• [Set exercise] Lay out the lines from the line containing "of person in" up to and including the line containing "128, 83, 153]]" as a Markdown table with the columns Row and Line, numbering each row and leaving out blank lines.

• [The records]
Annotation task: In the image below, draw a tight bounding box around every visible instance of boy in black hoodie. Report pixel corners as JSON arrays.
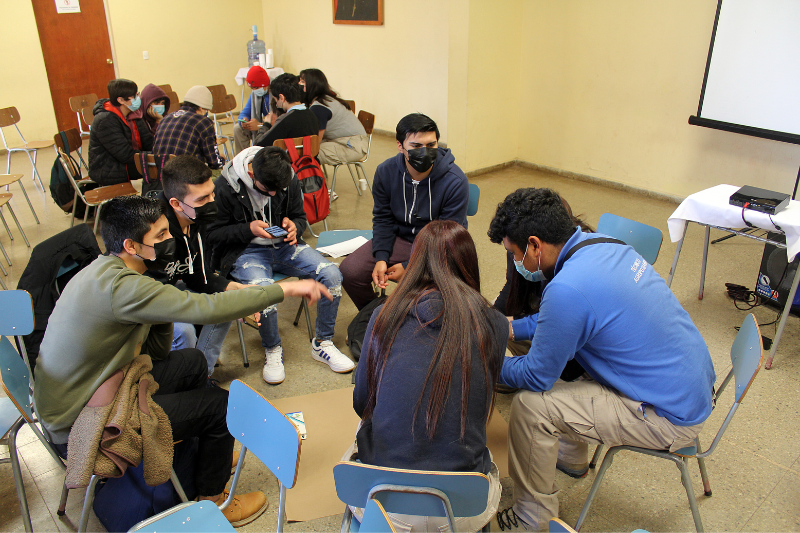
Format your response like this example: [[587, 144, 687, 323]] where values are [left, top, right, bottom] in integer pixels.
[[339, 113, 469, 309], [148, 155, 244, 376]]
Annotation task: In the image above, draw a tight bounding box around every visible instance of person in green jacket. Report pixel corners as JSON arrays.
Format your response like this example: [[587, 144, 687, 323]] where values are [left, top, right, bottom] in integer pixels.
[[34, 196, 332, 526]]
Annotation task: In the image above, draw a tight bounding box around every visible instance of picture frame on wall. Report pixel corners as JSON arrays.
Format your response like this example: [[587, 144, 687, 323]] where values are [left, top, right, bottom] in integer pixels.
[[333, 0, 383, 26]]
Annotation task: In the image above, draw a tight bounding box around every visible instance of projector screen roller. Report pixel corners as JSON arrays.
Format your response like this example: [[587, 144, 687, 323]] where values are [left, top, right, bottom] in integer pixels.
[[689, 0, 800, 144]]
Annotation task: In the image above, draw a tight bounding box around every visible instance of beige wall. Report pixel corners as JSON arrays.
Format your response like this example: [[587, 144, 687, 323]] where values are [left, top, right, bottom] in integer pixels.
[[0, 0, 58, 143], [519, 0, 800, 196], [263, 0, 450, 140]]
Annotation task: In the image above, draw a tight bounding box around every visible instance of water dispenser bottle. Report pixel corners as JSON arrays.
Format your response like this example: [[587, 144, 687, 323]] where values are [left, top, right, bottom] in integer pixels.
[[247, 25, 267, 67]]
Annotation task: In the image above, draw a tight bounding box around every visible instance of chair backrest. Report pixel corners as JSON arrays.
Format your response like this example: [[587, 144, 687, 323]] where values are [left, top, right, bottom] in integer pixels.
[[0, 336, 33, 422], [597, 213, 664, 265], [358, 500, 396, 533], [227, 379, 300, 489], [467, 183, 481, 217], [358, 109, 375, 135], [69, 93, 98, 113], [0, 107, 19, 128], [330, 460, 489, 517], [272, 135, 319, 157], [53, 128, 83, 153]]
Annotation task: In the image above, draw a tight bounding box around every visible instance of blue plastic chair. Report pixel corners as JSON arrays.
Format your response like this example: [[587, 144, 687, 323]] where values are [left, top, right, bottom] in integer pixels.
[[467, 183, 481, 217], [597, 213, 664, 265], [130, 379, 301, 533], [575, 314, 764, 531], [333, 461, 489, 533]]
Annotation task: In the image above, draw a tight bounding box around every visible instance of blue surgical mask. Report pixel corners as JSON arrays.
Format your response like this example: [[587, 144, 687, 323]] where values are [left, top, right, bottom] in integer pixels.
[[514, 243, 547, 283]]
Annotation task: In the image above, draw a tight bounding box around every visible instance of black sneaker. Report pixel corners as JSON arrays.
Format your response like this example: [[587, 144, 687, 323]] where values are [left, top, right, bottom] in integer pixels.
[[497, 507, 530, 531]]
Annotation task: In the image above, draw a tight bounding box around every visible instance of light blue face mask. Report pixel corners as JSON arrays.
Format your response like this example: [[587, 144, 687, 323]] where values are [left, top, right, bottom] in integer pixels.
[[128, 95, 142, 111], [514, 243, 547, 283]]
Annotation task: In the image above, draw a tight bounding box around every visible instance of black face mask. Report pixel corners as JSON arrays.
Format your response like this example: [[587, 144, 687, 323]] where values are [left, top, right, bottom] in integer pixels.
[[408, 146, 439, 172], [181, 201, 219, 224], [139, 237, 175, 270]]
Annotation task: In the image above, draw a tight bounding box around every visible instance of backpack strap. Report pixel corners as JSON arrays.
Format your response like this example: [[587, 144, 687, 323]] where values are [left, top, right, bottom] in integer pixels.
[[562, 237, 627, 264], [283, 139, 305, 163]]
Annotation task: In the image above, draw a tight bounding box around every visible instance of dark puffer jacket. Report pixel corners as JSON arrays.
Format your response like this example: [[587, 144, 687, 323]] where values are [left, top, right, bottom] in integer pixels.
[[89, 98, 153, 185]]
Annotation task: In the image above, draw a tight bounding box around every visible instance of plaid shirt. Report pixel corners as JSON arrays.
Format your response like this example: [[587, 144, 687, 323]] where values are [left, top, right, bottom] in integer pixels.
[[153, 106, 224, 168]]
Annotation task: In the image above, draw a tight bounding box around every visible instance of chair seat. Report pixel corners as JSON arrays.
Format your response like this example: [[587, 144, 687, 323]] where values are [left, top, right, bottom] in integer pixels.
[[20, 141, 55, 150], [83, 181, 139, 204], [0, 174, 23, 187]]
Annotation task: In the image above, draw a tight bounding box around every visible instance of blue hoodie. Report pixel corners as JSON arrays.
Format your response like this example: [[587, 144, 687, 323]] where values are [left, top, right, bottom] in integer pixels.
[[372, 147, 469, 261], [501, 228, 716, 426]]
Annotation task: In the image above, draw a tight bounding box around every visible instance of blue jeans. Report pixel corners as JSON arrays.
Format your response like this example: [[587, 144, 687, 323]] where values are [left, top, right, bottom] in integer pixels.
[[231, 244, 342, 349], [172, 322, 231, 376]]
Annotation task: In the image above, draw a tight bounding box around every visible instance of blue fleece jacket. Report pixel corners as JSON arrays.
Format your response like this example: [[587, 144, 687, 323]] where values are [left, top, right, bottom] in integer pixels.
[[372, 147, 469, 261], [501, 228, 716, 426]]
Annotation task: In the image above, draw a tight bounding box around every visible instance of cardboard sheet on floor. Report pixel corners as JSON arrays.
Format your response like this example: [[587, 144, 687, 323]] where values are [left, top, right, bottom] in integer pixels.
[[272, 387, 508, 522]]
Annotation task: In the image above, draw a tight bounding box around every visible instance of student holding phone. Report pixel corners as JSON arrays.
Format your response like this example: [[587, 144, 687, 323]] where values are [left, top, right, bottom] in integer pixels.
[[208, 146, 355, 385]]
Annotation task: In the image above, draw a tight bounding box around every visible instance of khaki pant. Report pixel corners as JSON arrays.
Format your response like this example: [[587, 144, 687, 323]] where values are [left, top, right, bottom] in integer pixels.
[[508, 377, 703, 530], [319, 135, 369, 165]]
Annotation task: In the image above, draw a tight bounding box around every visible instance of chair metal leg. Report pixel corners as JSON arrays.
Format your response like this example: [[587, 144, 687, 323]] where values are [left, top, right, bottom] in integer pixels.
[[575, 448, 620, 531], [78, 475, 101, 533], [589, 444, 603, 468], [5, 204, 31, 248], [676, 458, 704, 533], [17, 180, 40, 224], [347, 165, 361, 196], [236, 320, 250, 368], [7, 417, 33, 533], [56, 483, 69, 516]]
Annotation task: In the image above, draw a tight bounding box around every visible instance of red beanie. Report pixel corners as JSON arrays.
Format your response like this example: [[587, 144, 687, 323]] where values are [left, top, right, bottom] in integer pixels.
[[247, 65, 269, 87]]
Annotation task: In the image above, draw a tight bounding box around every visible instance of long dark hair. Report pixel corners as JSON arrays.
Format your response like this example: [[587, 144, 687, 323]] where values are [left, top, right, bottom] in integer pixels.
[[364, 220, 502, 440], [300, 68, 350, 109]]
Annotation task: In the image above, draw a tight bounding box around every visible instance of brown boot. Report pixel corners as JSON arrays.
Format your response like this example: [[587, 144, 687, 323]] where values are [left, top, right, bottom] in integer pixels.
[[216, 490, 269, 527]]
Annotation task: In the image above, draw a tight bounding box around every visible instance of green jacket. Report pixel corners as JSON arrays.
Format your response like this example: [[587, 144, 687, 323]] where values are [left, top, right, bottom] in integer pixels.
[[34, 256, 283, 444]]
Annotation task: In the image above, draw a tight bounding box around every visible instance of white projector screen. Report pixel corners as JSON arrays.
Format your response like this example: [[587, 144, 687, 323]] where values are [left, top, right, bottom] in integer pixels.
[[689, 0, 800, 144]]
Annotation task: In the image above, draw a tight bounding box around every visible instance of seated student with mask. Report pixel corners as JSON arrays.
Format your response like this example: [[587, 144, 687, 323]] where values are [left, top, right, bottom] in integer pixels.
[[343, 220, 508, 531], [148, 155, 250, 376], [34, 196, 330, 526], [489, 188, 715, 530], [89, 78, 153, 185]]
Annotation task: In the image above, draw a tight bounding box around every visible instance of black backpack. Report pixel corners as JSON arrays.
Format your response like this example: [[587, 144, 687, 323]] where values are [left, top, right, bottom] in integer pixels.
[[347, 296, 386, 361]]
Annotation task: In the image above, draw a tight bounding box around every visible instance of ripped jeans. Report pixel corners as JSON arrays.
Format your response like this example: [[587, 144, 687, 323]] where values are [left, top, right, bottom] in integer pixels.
[[231, 244, 342, 349]]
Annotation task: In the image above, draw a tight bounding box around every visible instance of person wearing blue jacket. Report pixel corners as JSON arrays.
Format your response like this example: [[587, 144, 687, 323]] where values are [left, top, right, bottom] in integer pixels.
[[489, 188, 716, 530], [339, 113, 469, 309]]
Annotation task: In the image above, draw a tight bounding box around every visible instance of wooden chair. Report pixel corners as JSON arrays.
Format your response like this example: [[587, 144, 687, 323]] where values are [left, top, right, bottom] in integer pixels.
[[0, 107, 53, 190], [575, 313, 764, 531], [333, 461, 491, 533], [56, 128, 139, 233], [69, 93, 98, 139], [331, 110, 375, 200], [0, 174, 39, 224]]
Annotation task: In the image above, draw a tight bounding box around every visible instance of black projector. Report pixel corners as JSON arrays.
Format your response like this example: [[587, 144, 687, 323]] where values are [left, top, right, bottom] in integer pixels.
[[729, 185, 789, 215]]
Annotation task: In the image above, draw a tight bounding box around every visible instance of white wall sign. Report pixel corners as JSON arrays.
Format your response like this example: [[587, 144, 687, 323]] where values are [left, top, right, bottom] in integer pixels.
[[56, 0, 81, 13]]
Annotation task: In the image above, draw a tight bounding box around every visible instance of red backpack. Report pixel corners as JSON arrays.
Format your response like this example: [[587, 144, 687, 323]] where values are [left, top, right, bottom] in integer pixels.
[[283, 137, 331, 224]]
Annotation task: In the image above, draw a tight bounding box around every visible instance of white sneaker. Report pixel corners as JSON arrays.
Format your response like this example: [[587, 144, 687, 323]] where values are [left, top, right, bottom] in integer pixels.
[[261, 346, 286, 385], [311, 339, 356, 374]]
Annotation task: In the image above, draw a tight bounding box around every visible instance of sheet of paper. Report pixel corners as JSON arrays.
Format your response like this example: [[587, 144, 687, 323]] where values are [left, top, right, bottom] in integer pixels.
[[317, 236, 367, 257]]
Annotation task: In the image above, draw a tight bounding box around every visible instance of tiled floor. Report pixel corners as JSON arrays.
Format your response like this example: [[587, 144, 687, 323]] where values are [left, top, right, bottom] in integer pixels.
[[0, 130, 800, 532]]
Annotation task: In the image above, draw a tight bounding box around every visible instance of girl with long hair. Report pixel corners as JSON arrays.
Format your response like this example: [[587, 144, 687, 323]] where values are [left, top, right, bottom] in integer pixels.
[[300, 68, 369, 165], [348, 220, 509, 531]]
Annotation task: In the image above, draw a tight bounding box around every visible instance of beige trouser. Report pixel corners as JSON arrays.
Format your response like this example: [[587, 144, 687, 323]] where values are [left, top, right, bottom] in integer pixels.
[[508, 377, 703, 530], [319, 135, 369, 165]]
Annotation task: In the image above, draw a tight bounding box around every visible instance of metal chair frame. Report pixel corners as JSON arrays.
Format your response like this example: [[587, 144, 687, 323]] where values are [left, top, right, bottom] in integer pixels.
[[575, 313, 764, 532]]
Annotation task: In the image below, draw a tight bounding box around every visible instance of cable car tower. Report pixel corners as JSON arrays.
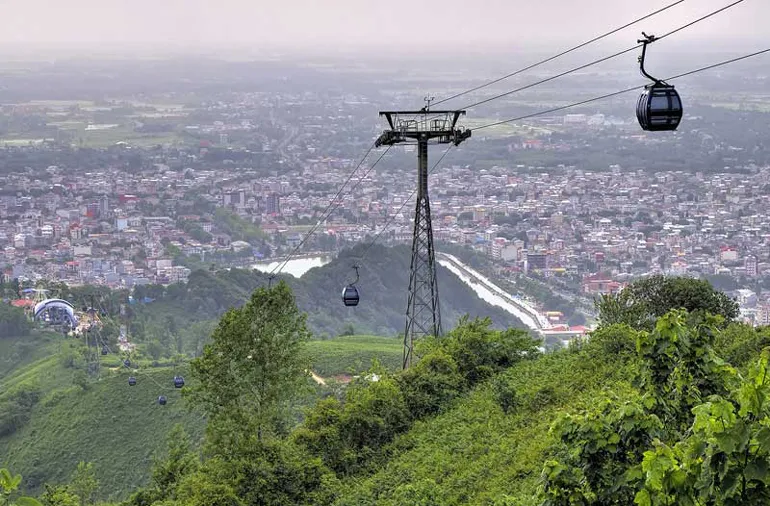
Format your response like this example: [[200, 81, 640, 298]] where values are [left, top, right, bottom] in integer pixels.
[[375, 97, 471, 369]]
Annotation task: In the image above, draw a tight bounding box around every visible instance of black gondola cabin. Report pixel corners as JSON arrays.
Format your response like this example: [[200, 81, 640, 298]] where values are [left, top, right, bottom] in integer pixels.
[[636, 83, 683, 132], [342, 285, 359, 307]]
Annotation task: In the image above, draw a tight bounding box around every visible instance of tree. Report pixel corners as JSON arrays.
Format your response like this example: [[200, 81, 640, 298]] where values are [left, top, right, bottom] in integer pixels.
[[188, 281, 310, 453], [596, 275, 739, 330], [129, 424, 200, 506], [0, 468, 42, 506]]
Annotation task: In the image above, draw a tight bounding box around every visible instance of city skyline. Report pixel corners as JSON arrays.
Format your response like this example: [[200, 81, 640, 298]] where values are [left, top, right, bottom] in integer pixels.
[[0, 0, 770, 53]]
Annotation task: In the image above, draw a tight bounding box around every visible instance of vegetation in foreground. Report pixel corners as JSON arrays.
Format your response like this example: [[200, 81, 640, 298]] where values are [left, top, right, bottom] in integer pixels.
[[7, 279, 770, 506]]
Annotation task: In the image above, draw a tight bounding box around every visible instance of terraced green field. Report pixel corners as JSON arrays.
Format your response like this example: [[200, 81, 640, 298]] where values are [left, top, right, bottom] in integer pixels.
[[308, 336, 403, 378]]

• [Completed task]
| Row | Line |
|---|---|
| 1 | Annotation task: In the image above, draw a tight bounding box around every visible instance of person in green jacket. Report pixel corners as JSON arrays. |
| 2 | Format your response like this example: [[587, 144, 687, 323]] where values are [left, top, right, bottom] in integer pixels. |
| 3 | [[34, 196, 332, 526]] |
| 4 | Annotation task: In the image above, draw a tight bounding box around every visible instance of picture frame on wall. Report pixel corners as JSON arrays. |
| 5 | Format your response like this example: [[587, 144, 687, 323]] where values are [left, top, right, bottom] in integer pixels. |
| 6 | [[333, 0, 383, 26]] |
| 7 | Annotation task: In the image above, draw a tight bounding box around every visible instance of projector screen roller. Report pixel corners as JSON arrays. |
| 8 | Format your response like this example: [[587, 144, 687, 323]] where values are [left, top, right, bottom] in integer pixels. |
| 9 | [[689, 0, 800, 144]] |
| 10 | Annotation task: In the image above, draw a tight bounding box around every visible instance of beige wall. Report pixel corners as JSON arrays. |
| 11 | Format your response like this example: [[587, 144, 687, 323]] where values are [left, top, right, bottom] in integer pixels. |
| 12 | [[0, 0, 58, 143], [519, 0, 800, 196], [263, 0, 450, 140]] |
| 13 | Annotation task: In the image above, draw a tight bounding box around every visible instance of water dispenser bottle. Report pixel corners as JSON arrays. |
| 14 | Format your response like this example: [[587, 144, 687, 323]] where values are [left, top, right, bottom] in integer pixels. |
| 15 | [[247, 25, 267, 67]] |
| 16 | Annotation task: In the image above, draw a tight bounding box around every visible instance of chair backrest. Report pixel corners as JSON arrays. |
| 17 | Format your response like this example: [[587, 144, 687, 323]] where values are [left, top, right, bottom] in integer pixels. |
| 18 | [[0, 336, 33, 422], [597, 213, 664, 265], [358, 500, 396, 533], [227, 379, 300, 489], [467, 183, 481, 217], [358, 109, 375, 135], [69, 93, 98, 113], [0, 107, 19, 128], [330, 460, 489, 517], [272, 135, 319, 157], [53, 128, 83, 153]] |